No shit “this decline [in the capability of LLMs to perform logical reasoning through multiple clauses] is due to the fact that current LLMs are not capable of genuine logical reasoning; instead, they attempt to replicate the reasoning steps observed in their training data.”
Paper from Apple engineers showing that genAI models don’t actually understand what they read but just regurgitate what they’ve seen like a puppy wanting to please its owner:
https://arxiv.org/pdf/2410.05229
This is apparently doing some numbers so I want to make it clear that I think this paper is purely part of a strategic move by Apple to save face and gracefully exit from the genAI hype cycle. Hopefully other companies will do the same.
@CatherineFlick Microsoft definitely won't, they've bet the entire company on this garbage and will not weather its collapse well. Google and Facebook and Amazon are actually in somewhat better positions to back away from it, but it still feels like whether they do or not will mostly be a question of executive ego.
@jplebreton yep, classic big CEO energy
@CatherineFlick as much as I don't like corporate face-saving, I'm relieved to see Apple being unenthusiastic about genAI. I use a Mac for music work, and I would not be happy to see "AI" features keep getting incorporated into the OS. It would be extra cool if they backpedal for macOS 16 and remove or at least lessen the "Apple Intelligence" features.
That said, I've been hearing people like Timnit Gebru use the phrase "stochastic parrot" for years, so this paper is definitely funny
@CatherineFlick ...why ? With the proper implementation and safeguards current models can do amazing things (even if they are dumb and can not reason), a good example is NotebookLM or ChatGPT-4o1 (try it with math).
@ErikJonker they’re very very expensive and environmentally destructive toys. Their “amazing things” are not worth the cost and the safeguards are not sustainable - keeping safeguards up to date will be yet another forever task of whack a mole that companies won’t take seriously. They return bad results too often for use as decision making tools, even with humans in the loop - humans suck at challenging them. Are these harms worth it? Really?
@ErikJonker @CatherineFlick
The chain of thought approach that o1 models have adopted illustrate the diminishing returns of the LLM approach. You now have to wait minutes for it to generate multiple token sequences and pick the best chain in order to get a significant improvement over plain GPT4. And still the results cannot always be relied upon.
https://youtu.be/PH-qIyqwY4U
Will the o2 models have to generate multiple chains of multiple chains of thought, squaring the thinking time?

══════════

Questions:
[a] Can you reproduce the part of the thread about Apple's LLM reasoning paper that begins at "That said, I've" and stops after "worth it? Really?", switching "safeguards" to "guardrails"?
[b] Could you resume the thread about Apple's LLM reasoning paper with the post that would follow its last one?

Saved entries

══════════

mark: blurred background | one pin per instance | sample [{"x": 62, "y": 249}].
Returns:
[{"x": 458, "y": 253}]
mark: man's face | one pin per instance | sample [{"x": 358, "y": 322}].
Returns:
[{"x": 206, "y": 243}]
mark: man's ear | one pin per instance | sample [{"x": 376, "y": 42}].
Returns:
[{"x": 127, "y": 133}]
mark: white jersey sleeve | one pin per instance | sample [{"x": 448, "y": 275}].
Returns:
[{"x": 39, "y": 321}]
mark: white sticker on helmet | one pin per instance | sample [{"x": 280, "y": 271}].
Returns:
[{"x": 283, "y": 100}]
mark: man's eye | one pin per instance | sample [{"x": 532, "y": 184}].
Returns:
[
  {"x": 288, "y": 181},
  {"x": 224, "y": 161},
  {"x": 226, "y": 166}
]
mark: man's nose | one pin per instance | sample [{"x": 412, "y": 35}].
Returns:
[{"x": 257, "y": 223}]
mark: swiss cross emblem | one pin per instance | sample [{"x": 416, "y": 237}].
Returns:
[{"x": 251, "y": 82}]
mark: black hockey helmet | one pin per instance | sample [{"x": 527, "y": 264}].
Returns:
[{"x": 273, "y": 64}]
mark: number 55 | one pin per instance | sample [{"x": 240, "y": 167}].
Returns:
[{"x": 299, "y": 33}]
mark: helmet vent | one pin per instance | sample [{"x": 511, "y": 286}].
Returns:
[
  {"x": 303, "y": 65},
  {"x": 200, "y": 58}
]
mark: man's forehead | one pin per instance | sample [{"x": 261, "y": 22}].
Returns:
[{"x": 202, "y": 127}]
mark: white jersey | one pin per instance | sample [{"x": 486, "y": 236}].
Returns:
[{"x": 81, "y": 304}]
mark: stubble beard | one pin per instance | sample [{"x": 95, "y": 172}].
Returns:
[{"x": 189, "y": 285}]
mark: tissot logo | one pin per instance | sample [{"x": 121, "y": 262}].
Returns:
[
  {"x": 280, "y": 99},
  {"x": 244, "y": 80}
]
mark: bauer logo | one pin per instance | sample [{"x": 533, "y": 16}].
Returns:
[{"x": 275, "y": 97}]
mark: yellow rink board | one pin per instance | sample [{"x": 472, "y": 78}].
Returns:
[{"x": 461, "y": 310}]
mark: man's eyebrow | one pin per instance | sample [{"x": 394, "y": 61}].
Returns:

══════════

Answers for the exercise:
[a]
That said, I've been hearing people like Timnit Gebru use the phrase "stochastic parrot" for years, so this paper is definitely funny
@CatherineFlick ...why ? With the proper implementation and guardrails current models can do amazing things (even if they are dumb and can not reason), a good example is NotebookLM or ChatGPT-4o1 (try it with math).
@ErikJonker they’re very very expensive and environmentally destructive toys. Their “amazing things” are not worth the cost and the guardrails are not sustainable - keeping guardrails up to date will be yet another forever task of whack a mole that companies won’t take seriously. They return bad results too often for use as decision making tools, even with humans in the loop - humans suck at challenging them. Are these harms worth it? Really?

[b]
@bornach @CatherineFlick …for me NotebookLM is an example why those things aren’t necessarily a problem with the right application and the right context
@bornach @CatherineFlick kinda reminds me of the late days of 3dfx, the once-world-beating 3D graphics accelerator card company in the late 90s. for a while their cards were the best around, but they didn't really improve their architecture and the final card they didn't quite manage to ship was this absurd monster with 4 of the same chip crammed onto a single card. meanwhile, Nvidia's chips were doing more per clock and getting better architecturally with each generation.
@bornach @CatherineFlick (fwiw, i don't think there is an Nvidia analog here, i agree with various experts that LLMs are going to run their course and have already more or less hit the limits of what they can do, and it doesn't seem like these companies have anything else up their sleeves at the moment.)
@CatherineFlick but humans cant hold and utilise all that data. We need something to provide the knowledge on-demand.
I don't know about the hype aspects but this is damn good technology to pursue.
@marksun do we really need genAI to do this though? Why not just build good search engines that actually work well?
@CatherineFlick I think genAI like ChatGPT functions like such engine. It is just that we are finding many more uses for them and it gets harder to define what they are in simple terms.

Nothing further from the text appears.